» **Exercise aim**
Please reproduce the lines from the one containing "Would you kindly put a point on the purple" through the end of the records, both ends included, requests and all, and output nothing else. Shift every coordinate in the answer points by -47, but leave the coordinates in the requests and their format samples as they are.

## Start Material for the task

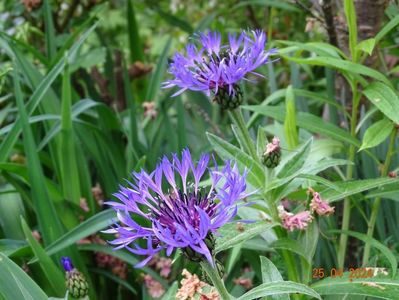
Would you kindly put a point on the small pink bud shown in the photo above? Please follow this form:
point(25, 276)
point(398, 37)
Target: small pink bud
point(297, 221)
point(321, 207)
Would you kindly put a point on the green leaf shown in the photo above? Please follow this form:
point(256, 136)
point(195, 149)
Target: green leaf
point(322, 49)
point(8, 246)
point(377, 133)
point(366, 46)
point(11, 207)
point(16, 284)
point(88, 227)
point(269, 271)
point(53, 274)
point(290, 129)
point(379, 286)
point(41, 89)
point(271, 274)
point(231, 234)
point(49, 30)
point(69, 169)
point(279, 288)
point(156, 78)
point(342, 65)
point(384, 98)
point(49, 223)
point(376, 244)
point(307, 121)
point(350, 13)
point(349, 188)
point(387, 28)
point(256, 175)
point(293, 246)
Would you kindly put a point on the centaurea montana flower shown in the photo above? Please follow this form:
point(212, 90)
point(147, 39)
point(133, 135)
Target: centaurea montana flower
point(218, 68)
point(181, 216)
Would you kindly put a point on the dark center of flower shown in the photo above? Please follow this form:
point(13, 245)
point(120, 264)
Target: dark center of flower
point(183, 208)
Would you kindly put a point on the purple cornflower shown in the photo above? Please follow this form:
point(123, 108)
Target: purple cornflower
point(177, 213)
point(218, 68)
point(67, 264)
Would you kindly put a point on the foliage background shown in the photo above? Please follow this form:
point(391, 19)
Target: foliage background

## End Material for the task

» **Answer to this exercise**
Would you kindly put a point on the purple cornflower shown in the photo above? Please follow this form:
point(123, 108)
Target: purple cornflower
point(130, 166)
point(171, 21)
point(20, 217)
Would you kindly put a point on the foliage background shown in the photo above? Please follow this form:
point(391, 19)
Target: foliage background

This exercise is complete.